___ Источник

В журнале "Афиша" есть критик Васильев. Раньше он был в журнале "Сеанс". Критик Васильев прелестное существо и подтвердил свою репутацию, написав статью о Бенедикте К.
www.afisha.ru/article/benedict_cumberbatch/
Статья, как и всегда у него, полна эроса, того самого, что всегда сопровождает отношения с чужим вдохновением. Мы ему доверились, и, значит, соблазнились.
Васильев имеет большое сердце и уже пел хвалу Тому Харди, Людмиле Гурченко, кому-то там еще, etc.
И каждый раз я с большим интересом изучаю реакцию на этот тип публичного самовыражения - реакцию почти всегда отрицательную.
Я обнаружила его статью о Харди по возмущенному обсуждению в очень приличном и умном журнале. Комментаторы в один голос твердили: ну, будь геем, но хотя бы скрывай это, что за неприличное( потому что публичное) употребление актера во все дырки, все же
есть кино, а есть порно и хотелось бы разной на них реакции. Собираясь умилиться жестокому слэшу в жанре кинокритики, я пошла по ссылке...
и не обнаружила ничего подобного. Хорошо написанный текст весь был построен на невыговоренной, но безусловной для меня презумпции: кино есть лаборатория чувственности, не собственно сексуальной, а вовлеченного способа рецепции вообще. И тело актера является для нас искусственным органом, позволяющим изменить свой способ чувствования.

______
___ Перечень записей

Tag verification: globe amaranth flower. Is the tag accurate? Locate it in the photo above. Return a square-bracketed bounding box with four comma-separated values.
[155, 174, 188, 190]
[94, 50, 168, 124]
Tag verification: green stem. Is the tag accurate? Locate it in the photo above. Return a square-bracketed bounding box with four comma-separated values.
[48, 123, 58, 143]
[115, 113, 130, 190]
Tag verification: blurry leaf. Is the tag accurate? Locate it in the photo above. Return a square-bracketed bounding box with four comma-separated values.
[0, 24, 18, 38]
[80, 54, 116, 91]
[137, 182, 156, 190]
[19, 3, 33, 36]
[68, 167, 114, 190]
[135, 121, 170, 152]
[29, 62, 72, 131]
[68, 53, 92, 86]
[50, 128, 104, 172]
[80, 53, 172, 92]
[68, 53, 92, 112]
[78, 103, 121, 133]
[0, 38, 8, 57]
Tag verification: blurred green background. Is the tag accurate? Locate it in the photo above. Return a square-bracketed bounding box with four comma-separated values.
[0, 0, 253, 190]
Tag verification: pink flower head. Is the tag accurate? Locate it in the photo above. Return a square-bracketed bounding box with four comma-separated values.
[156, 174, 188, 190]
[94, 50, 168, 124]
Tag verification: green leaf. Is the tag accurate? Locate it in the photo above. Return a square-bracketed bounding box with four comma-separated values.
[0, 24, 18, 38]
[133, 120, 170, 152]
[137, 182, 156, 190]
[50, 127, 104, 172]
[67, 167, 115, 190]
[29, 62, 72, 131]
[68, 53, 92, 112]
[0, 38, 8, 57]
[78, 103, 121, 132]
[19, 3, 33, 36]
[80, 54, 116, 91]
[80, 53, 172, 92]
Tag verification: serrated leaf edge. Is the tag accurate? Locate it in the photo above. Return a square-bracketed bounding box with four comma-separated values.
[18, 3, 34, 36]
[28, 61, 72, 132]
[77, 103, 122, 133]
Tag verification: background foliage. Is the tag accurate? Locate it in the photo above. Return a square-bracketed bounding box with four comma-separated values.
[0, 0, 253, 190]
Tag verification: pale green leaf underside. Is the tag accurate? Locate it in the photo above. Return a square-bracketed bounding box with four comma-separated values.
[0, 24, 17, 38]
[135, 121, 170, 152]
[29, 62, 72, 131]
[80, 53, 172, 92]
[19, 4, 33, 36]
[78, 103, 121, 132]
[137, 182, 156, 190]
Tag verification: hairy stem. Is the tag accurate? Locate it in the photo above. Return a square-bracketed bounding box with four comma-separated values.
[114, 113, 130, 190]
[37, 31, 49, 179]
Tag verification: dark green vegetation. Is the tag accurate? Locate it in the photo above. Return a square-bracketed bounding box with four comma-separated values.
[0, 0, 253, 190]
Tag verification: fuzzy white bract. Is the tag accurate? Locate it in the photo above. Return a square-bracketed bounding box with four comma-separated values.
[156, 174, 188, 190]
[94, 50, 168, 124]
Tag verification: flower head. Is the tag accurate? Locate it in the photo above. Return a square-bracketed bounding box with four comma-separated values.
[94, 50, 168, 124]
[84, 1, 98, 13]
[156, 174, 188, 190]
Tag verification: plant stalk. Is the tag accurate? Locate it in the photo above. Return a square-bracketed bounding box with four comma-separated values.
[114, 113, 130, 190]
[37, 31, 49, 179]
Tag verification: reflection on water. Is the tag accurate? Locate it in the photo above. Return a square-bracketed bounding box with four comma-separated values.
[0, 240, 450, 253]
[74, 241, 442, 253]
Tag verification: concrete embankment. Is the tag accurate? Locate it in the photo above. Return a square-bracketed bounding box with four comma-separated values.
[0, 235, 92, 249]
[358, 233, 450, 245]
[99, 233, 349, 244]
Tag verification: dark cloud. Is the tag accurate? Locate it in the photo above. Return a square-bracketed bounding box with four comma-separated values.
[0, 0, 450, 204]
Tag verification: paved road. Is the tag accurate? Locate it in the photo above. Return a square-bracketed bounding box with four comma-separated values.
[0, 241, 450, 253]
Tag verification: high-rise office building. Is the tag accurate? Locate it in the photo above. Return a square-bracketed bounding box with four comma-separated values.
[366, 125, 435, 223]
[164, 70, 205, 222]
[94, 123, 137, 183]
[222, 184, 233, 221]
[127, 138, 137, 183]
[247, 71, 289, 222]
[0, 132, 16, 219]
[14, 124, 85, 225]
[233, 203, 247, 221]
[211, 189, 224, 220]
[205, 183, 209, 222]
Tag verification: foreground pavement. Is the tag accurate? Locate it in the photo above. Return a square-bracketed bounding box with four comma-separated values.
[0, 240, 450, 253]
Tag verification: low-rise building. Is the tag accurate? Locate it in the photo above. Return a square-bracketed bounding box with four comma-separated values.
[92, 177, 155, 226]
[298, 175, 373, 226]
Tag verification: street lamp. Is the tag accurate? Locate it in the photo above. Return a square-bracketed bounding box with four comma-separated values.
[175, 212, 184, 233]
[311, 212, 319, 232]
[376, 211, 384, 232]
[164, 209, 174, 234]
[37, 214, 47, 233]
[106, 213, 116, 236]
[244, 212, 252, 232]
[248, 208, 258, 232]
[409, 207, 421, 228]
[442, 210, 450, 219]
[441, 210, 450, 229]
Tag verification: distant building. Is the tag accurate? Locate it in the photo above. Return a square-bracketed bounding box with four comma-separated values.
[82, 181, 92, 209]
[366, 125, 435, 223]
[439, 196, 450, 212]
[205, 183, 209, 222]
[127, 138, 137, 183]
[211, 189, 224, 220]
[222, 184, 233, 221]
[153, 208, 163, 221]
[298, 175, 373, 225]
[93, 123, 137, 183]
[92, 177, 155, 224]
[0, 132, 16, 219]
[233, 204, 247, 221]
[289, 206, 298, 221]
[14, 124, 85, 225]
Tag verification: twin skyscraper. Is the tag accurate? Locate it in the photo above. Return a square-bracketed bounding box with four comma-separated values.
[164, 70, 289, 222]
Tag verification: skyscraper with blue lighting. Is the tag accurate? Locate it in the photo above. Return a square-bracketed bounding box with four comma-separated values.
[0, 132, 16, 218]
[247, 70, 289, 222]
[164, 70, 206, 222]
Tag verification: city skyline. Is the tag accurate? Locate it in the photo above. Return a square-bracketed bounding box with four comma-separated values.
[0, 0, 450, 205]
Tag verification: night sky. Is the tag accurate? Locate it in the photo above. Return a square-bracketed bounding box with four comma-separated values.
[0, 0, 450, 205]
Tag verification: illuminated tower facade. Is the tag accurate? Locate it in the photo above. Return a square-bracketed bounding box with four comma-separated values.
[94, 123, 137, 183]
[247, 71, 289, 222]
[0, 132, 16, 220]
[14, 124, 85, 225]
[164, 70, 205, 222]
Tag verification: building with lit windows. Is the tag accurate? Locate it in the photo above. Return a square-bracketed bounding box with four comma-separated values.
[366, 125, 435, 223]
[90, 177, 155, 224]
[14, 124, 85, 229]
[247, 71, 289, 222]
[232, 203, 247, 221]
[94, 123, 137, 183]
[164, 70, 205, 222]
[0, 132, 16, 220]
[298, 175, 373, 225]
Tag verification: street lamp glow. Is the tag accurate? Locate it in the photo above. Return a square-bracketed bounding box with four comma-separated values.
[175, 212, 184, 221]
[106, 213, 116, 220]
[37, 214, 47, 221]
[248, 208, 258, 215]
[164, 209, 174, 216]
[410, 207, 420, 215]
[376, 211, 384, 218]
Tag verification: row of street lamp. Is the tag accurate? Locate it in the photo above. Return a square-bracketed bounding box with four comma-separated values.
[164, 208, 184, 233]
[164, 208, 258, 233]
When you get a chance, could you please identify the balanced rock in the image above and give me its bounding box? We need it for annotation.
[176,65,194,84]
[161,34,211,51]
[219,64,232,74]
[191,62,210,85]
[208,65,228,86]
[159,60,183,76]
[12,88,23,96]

______

_Требования:_
(A) Приведите фрагмент записи о критике Васильеве заново, заменив «лаборатория» на «мастерская»: начните с места, где стоит «и не обнаружила», и остановитесь после «свой способ чувствования.».
(B) Продолжите запись о критике Васильеве, начав сразу после ее последнего предложения.

_Результаты по заданиям:_
(A)
и не обнаружила ничего подобного. Хорошо написанный текст весь был построен на невыговоренной, но безусловной для меня презумпции: кино есть мастерская чувственности, не собственно сексуальной, а вовлеченного способа рецепции вообще. И тело актера является для нас искусственным органом, позволяющим изменить свой способ чувствования.

(B)
А еще у этого тела есть лицо... Тут все сложнее. Чужое лицо нельзя присвоить или объективировать. Лицо - это обращение, и ты не можешь делать вид, что его не услышал.
Вот как Васильев не сдерживает себя )):
"В новом «Стартреке: Возмездие» он смотрит в лобовое стекло охваченного пламенем вертолета — так, верно, всматривался в Землю Бог, создавая вулканы.
Легко вписываясь в пейзаж, это лицо само может быть пейзажем с меняющейся погодой и светотенью".
Просто Рильке: "Лицо его и было тем простором..."
Когда ты вовлекаешься в истолкование этого мучительно притягательного, но противоречивого послания - наступает характерное изменение рецепции, которое частично реализует себя в фандомном общении. Это не то "фандомное", то есть кинковое, чтение, о котором писала Луче Чухче (я отсылала к ее определению в прошлом посте).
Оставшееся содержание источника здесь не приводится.